节选原文:
════════════════

Link Search Menu Expand Document Documentation Menu

子搜索

这是一个实验性功能,不建议在生产环境中使用。有关该功能进展的更新或如果您想提供反馈,请加入 OpenSearch 论坛的讨论。

子搜索(也称为子查询)允许您在一个查询中使用另一个查询的结果。OpenSearch 管道处理语言 (PPL) 支持四种类型的子搜索命令

前三个子搜索命令(inexistsscalar)是您可以在 where 命令(where <布尔表达式>)和搜索过滤器(search source=* <布尔表达式>)中使用的表达式。relation 子搜索命令是一个可在 join 操作中使用的语句。

in

一个 in 子搜索允许您检查某个字段的值是否存在于另一个查询的结果中。当您希望根据来自另一个索引或查询的数据过滤结果时,这非常有用。

语法

where <field> [not] in [ search source=... | ... | ... ]

用法

source = outer | where a in [ source = inner | fields b ]
source = outer | where (a) in [ source = inner | fields b ]
source = outer | where (a,b,c) in [ source = inner | fields d,e,f ]
source = outer | where a not in [ source = inner | fields b ]
source = outer | where (a) not in [ source = inner | fields b ]
source = outer | where (a,b,c) not in [ source = inner | fields d,e,f ]
source = outer a in [ source = inner | fields b ]
source = outer a not in [ source = inner | fields b ]
source = outer | where a in [ source = inner1 | where b not in [ source = inner2 | fields c ] | fields b ] // nested
source = table1 | inner join left = l right = r on l.a = r.a AND r.a in [ source = inner | fields d ] | fields l.a, r.a, b, c //as join filter

exists

一个 exists 子搜索检查子搜索查询是否返回任何结果。这对于关联子查询特别有用,在关联子查询中您希望检查相关记录的存在性。

════════════════

所给信息:
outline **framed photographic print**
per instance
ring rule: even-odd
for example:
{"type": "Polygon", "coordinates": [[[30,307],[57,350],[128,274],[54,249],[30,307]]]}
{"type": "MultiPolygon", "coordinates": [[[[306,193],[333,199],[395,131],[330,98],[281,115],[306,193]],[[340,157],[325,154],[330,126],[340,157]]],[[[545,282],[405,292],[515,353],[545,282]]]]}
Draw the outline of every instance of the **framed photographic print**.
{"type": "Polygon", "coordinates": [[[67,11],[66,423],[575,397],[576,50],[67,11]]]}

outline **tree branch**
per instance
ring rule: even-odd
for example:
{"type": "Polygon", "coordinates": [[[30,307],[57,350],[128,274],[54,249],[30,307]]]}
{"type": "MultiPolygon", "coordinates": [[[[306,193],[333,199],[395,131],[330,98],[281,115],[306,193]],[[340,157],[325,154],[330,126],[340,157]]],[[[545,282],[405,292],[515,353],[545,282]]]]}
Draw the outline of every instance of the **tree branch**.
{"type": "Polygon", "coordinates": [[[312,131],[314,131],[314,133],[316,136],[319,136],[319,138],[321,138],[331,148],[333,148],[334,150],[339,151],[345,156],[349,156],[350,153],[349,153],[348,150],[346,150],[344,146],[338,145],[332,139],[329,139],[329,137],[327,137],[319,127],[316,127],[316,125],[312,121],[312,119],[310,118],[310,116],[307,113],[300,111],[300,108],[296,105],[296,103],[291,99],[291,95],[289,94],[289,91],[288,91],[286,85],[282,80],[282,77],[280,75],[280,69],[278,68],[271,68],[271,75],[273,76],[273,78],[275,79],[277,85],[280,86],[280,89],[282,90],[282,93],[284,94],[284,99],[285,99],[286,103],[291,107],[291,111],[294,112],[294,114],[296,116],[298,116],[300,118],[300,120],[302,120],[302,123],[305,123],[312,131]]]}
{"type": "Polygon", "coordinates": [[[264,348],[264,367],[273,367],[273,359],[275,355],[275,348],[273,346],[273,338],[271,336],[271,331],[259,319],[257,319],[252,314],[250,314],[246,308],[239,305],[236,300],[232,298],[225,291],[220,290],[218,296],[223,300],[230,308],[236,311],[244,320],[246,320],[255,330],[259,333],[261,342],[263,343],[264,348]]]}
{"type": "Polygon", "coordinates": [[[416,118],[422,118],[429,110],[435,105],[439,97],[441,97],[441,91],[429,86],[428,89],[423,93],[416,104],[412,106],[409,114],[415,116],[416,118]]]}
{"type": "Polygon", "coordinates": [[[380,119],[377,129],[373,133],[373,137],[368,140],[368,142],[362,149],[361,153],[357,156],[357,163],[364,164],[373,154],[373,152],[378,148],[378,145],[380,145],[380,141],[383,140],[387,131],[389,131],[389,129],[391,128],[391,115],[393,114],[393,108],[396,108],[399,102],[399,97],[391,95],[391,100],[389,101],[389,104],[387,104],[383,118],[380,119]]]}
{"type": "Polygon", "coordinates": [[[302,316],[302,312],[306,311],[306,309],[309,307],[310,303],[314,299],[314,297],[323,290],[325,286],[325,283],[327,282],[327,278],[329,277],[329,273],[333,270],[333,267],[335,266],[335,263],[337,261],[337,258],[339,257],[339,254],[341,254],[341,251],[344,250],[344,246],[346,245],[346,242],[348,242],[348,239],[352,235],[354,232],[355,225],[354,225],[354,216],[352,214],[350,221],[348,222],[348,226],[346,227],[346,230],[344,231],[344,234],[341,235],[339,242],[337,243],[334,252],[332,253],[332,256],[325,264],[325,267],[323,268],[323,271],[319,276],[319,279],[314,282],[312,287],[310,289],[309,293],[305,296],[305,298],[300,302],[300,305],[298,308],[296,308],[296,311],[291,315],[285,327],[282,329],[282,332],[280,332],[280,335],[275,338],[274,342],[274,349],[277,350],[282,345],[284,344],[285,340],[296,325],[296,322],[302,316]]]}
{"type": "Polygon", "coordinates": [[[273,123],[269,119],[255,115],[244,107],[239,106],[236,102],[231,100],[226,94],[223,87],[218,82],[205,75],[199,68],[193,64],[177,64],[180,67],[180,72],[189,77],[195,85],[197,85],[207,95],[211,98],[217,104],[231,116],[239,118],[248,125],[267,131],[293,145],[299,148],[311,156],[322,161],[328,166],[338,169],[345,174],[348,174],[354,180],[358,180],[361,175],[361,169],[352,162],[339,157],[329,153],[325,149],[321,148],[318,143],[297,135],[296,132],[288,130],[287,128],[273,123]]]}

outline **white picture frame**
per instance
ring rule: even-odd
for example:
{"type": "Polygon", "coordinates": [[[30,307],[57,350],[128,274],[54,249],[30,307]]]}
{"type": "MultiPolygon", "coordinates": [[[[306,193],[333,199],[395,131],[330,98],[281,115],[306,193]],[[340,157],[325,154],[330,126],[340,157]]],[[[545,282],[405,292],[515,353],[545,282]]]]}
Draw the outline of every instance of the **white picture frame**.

════════════════

待办任务:
把子搜索说明中的这句话译成英文:“一个 in 子搜索允许您检查某个字段的值是否存在于另一个查询的结果中。”

最终结果:
An in subsearch lets you check whether the value of a field exists in the results of another query.